Go through the items below and pull out every line that contains the string "sauce". Copy each of those lines, treating uppercase and lowercase as different.
>> begin Input rows
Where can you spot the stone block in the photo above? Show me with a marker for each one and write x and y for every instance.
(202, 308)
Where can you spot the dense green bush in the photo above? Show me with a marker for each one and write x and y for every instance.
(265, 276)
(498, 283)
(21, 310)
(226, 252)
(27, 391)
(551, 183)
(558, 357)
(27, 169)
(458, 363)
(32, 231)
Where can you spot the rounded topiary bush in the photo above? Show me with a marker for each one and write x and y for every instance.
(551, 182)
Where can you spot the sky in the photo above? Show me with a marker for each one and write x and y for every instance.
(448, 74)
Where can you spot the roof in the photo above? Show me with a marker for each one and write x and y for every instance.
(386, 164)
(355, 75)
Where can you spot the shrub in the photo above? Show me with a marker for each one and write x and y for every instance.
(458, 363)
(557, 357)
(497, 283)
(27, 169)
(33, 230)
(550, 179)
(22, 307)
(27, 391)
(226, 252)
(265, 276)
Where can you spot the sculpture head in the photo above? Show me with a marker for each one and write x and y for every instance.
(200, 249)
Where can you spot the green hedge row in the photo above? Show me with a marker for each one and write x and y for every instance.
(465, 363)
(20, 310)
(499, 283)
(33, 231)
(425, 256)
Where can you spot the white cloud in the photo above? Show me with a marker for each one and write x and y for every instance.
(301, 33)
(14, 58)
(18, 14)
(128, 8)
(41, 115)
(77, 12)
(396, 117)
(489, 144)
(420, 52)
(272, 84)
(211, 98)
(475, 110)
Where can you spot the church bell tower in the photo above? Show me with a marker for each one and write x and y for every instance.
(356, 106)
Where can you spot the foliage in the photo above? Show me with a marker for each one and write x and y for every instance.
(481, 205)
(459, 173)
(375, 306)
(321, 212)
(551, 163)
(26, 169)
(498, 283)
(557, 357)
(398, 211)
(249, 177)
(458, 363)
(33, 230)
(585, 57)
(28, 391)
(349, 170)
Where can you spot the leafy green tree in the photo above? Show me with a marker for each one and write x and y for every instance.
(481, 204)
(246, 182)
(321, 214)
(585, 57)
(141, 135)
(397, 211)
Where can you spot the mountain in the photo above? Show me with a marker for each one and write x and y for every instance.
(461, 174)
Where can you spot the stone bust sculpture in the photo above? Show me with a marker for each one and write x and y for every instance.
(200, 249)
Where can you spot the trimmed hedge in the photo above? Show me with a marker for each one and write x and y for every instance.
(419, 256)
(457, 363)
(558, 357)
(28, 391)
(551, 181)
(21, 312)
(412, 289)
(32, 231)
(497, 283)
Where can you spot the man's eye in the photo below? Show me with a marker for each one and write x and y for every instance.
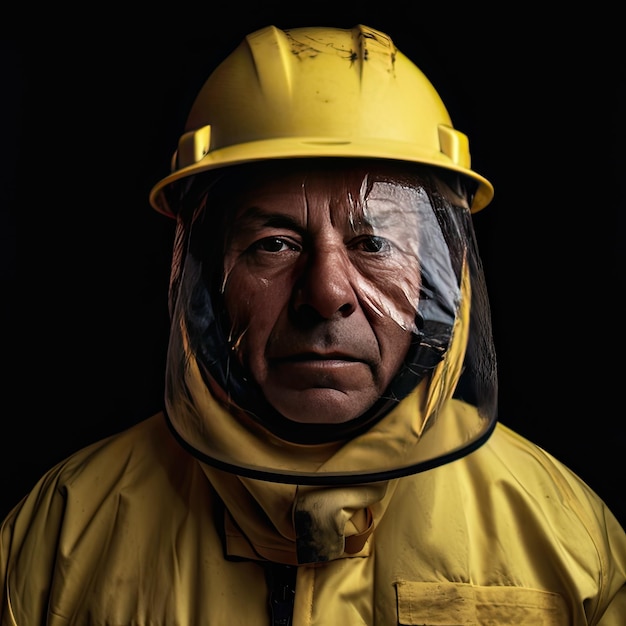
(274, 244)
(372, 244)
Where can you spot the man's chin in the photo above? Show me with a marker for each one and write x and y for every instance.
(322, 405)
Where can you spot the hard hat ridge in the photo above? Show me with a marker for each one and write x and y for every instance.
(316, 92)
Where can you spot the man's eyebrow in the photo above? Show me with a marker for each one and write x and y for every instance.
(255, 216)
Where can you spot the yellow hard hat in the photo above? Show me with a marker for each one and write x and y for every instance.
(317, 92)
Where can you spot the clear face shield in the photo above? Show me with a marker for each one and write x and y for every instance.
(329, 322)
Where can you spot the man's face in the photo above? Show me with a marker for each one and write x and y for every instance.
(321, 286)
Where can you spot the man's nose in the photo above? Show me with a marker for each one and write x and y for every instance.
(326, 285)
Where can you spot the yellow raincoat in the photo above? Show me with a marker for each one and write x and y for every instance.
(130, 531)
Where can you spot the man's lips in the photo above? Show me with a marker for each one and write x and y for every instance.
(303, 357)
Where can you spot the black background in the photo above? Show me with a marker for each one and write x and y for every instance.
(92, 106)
>> end Input rows
>> begin Input rows
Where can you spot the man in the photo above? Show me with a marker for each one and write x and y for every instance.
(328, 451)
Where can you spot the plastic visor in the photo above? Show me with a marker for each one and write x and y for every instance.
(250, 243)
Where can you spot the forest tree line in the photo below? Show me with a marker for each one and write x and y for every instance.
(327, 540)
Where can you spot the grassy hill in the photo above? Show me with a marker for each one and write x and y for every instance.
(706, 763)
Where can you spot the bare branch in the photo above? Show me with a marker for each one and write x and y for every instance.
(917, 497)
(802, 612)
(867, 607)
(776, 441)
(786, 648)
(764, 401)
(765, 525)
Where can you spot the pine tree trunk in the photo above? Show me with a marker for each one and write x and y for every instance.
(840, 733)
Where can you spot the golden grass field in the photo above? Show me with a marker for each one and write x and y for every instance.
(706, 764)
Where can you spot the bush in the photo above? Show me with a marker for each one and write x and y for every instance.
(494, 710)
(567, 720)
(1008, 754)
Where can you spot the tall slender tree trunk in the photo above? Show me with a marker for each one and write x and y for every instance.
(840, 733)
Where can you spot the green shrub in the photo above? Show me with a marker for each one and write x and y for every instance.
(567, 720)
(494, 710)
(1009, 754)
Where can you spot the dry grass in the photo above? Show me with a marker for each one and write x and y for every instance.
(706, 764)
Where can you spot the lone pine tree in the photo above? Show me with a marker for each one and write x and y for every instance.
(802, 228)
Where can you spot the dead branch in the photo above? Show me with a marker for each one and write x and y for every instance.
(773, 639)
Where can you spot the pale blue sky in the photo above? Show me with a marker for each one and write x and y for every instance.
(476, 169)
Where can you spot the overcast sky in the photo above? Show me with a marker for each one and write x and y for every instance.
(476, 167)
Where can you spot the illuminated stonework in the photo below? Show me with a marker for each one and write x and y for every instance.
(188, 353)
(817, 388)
>> end Input rows
>> begin Input rows
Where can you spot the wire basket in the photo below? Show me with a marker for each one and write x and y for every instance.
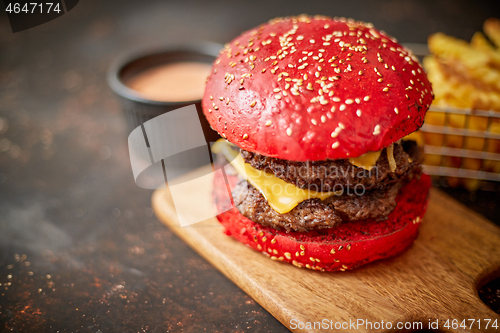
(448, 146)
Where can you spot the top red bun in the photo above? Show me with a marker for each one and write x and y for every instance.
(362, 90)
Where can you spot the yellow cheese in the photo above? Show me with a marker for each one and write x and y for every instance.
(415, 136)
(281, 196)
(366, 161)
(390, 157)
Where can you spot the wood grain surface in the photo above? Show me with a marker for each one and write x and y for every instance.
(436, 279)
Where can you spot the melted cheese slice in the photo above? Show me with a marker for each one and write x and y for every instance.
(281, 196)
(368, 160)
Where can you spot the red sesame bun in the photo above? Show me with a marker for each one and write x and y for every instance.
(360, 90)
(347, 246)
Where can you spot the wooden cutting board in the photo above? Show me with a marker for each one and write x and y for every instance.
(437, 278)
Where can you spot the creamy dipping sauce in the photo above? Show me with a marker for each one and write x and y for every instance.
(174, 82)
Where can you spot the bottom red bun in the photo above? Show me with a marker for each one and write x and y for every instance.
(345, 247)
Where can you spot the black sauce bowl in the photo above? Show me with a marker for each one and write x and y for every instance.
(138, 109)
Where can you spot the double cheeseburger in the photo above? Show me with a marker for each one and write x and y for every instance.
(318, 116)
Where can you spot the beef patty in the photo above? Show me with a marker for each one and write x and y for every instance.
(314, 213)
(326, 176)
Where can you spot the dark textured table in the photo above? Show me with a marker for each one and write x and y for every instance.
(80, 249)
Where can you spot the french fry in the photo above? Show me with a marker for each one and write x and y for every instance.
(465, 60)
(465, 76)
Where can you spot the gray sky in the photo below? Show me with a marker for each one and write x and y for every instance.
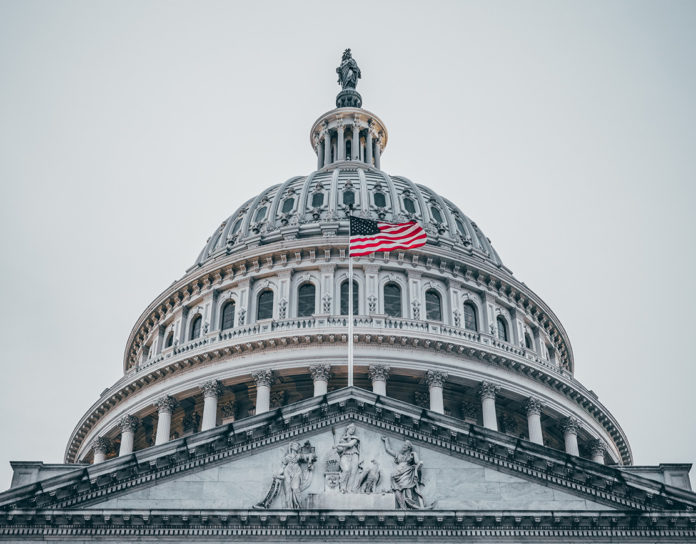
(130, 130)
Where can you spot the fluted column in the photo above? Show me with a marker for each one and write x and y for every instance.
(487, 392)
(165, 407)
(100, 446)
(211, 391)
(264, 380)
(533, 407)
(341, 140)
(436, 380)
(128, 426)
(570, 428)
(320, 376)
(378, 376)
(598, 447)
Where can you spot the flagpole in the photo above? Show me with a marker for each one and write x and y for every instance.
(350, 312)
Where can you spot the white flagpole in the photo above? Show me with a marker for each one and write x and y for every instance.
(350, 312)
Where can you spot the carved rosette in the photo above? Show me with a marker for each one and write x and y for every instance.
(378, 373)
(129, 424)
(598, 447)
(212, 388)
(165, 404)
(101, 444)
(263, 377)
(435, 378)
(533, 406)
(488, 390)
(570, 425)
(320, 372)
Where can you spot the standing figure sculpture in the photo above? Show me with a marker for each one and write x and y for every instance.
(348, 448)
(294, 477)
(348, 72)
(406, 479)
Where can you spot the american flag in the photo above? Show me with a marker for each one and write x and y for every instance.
>> end Input rows
Output of the exercise =>
Where can you spot the creamy dipping sauce in the photo above? Show me with a marker for each one and write x and y for every instance.
Where can you spot the black sauce bowl in the photo above? Show me with a marker for each one and write x and y for every instance.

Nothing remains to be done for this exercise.